- _Exercise aim_: Report every line in the entries below that contains the word "provide". Case matters.

----------------

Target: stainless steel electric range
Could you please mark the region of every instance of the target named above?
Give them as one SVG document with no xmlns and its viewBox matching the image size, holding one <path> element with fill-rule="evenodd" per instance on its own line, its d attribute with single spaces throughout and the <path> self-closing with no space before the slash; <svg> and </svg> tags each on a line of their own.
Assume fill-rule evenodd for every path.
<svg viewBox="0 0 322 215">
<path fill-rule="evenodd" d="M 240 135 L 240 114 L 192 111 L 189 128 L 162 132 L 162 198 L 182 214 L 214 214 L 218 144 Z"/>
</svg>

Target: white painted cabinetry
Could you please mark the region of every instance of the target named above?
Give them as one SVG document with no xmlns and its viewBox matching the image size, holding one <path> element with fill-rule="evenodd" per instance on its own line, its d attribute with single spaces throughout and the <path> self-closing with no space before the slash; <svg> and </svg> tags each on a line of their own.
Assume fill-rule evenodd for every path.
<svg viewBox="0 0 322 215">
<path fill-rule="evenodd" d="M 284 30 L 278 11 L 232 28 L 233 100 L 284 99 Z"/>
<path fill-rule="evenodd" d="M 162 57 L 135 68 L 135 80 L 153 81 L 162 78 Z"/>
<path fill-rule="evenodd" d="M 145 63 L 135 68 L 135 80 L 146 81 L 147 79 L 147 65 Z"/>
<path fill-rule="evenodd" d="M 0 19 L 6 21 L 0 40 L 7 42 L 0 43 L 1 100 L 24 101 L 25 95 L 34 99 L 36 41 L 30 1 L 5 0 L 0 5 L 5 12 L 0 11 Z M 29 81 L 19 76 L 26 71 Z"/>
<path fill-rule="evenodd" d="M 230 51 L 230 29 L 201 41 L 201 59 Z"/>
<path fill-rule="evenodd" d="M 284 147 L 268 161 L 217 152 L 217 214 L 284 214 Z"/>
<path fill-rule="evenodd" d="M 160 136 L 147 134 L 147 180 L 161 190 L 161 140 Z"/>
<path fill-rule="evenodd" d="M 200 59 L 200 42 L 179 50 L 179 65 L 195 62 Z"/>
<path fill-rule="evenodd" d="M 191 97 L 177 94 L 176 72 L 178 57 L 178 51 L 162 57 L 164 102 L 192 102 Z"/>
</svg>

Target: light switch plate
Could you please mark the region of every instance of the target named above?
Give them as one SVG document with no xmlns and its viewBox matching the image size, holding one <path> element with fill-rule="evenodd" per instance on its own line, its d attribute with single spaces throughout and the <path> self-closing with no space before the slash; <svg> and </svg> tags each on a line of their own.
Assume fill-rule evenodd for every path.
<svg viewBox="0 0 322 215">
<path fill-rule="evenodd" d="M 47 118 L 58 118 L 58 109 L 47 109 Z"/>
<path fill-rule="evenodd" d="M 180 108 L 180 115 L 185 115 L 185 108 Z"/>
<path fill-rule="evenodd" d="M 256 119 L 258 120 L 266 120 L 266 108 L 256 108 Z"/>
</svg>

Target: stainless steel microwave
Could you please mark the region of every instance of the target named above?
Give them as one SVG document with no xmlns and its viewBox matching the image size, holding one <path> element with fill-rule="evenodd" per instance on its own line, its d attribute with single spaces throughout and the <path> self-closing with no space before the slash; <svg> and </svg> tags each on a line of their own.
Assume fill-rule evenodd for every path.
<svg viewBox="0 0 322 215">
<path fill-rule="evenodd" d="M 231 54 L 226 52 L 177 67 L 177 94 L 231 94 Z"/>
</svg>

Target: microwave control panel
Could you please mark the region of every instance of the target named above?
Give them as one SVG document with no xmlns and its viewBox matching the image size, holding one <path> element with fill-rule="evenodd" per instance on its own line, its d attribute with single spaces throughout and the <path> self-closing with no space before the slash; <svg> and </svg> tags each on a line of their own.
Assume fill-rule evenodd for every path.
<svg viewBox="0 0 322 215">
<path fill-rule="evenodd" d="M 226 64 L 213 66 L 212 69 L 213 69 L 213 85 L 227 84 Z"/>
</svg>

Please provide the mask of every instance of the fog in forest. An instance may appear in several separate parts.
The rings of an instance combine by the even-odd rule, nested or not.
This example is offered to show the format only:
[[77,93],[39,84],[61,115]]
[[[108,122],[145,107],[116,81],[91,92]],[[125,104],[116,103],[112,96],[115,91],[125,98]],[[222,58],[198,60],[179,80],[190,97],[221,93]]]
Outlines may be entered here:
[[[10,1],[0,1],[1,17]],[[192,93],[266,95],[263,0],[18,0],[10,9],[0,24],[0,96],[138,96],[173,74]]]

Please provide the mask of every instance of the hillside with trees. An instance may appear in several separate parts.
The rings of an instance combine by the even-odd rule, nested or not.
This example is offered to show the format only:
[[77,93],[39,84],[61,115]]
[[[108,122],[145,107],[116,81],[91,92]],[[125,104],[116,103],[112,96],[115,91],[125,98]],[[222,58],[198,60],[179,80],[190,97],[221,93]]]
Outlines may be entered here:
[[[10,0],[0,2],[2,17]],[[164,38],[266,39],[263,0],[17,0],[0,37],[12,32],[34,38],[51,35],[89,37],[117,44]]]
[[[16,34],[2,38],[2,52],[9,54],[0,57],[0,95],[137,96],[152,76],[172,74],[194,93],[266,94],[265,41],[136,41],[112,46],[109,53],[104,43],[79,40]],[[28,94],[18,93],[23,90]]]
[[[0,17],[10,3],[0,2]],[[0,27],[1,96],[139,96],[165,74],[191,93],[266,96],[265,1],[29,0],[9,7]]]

----------------

- _Result for this exercise_:
Please provide the mask of every instance of the fog in forest. An instance may appear in several separate parts.
Please provide the mask of every instance of the hillside with trees. An instance may appear in several separate parts.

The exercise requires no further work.